◆ SHORT TASK ◆
Shift every coordinate in the answer outlines by adding 17 to it, and restate all lines from the line with "query (the noun phrase to segment): window" to the line with "POLYGON ((27 27, 29", both included. Keep the wording of the items unchanged.

◆ SUPPLIED MATERIAL ◆
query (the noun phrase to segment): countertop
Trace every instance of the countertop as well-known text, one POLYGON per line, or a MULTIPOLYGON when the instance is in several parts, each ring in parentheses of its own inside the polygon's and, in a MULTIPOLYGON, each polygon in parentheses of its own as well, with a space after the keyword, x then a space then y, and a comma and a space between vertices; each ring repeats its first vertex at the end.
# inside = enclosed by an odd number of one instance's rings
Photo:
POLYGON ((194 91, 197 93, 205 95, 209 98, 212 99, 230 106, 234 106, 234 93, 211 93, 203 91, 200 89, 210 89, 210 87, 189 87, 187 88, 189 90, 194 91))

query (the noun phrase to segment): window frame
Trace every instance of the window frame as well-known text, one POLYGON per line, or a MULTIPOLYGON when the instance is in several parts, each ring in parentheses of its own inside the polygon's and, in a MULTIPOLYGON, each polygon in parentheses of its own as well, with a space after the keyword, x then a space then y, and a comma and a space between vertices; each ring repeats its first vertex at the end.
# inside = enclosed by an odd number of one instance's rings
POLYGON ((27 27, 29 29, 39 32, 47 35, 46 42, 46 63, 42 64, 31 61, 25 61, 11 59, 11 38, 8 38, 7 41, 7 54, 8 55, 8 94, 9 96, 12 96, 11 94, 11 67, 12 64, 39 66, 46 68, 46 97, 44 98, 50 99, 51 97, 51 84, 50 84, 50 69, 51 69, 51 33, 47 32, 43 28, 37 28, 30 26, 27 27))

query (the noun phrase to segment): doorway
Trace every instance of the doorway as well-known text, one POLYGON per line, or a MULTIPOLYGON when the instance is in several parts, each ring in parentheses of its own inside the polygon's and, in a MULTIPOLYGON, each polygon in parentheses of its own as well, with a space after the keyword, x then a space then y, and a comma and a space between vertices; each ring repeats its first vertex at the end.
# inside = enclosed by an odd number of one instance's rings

--

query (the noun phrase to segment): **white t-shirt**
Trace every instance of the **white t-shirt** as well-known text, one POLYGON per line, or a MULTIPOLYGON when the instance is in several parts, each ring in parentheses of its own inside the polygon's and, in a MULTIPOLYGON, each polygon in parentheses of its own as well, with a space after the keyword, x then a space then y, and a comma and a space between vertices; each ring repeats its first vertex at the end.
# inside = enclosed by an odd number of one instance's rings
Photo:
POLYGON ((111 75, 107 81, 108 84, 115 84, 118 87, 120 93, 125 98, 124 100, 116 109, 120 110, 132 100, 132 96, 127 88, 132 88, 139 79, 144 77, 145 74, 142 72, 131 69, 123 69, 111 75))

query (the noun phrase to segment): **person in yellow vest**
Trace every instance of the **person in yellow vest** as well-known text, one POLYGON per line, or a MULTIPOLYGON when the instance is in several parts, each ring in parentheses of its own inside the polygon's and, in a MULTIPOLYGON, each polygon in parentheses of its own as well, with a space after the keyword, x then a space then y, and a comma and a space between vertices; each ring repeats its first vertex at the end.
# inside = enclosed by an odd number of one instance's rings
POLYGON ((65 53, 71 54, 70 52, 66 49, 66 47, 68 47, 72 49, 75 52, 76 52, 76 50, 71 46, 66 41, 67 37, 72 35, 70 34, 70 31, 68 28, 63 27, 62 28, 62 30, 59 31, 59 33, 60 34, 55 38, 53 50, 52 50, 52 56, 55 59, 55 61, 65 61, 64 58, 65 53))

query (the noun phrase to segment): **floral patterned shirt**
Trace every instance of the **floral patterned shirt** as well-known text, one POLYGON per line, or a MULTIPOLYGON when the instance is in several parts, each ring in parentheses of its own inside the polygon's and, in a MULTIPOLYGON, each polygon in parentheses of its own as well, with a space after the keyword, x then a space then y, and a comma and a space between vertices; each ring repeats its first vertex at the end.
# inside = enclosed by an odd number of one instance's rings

◆ EXPECTED ANSWER ◆
query (the noun phrase to segment): window frame
Trace every instance of the window frame as well-known text, one POLYGON per line, or a MULTIPOLYGON when the instance is in several parts, each ring in parentheses of its own inside the polygon's and, in a MULTIPOLYGON, each polygon in parentheses of its own as well, with a space after the keyword, x then a space then y, and a comma and a space between vertices; each ring repeats its first vertex at the end.
# inside = enclosed by an odd number of one instance's rings
POLYGON ((44 44, 46 46, 56 49, 64 52, 63 59, 63 80, 59 81, 48 78, 42 78, 28 76, 28 55, 25 55, 24 58, 24 71, 25 72, 25 111, 26 113, 29 113, 28 111, 28 84, 29 81, 56 83, 63 85, 63 114, 61 115, 67 116, 68 114, 68 101, 67 101, 67 86, 68 86, 68 50, 64 49, 60 45, 54 45, 47 43, 44 44))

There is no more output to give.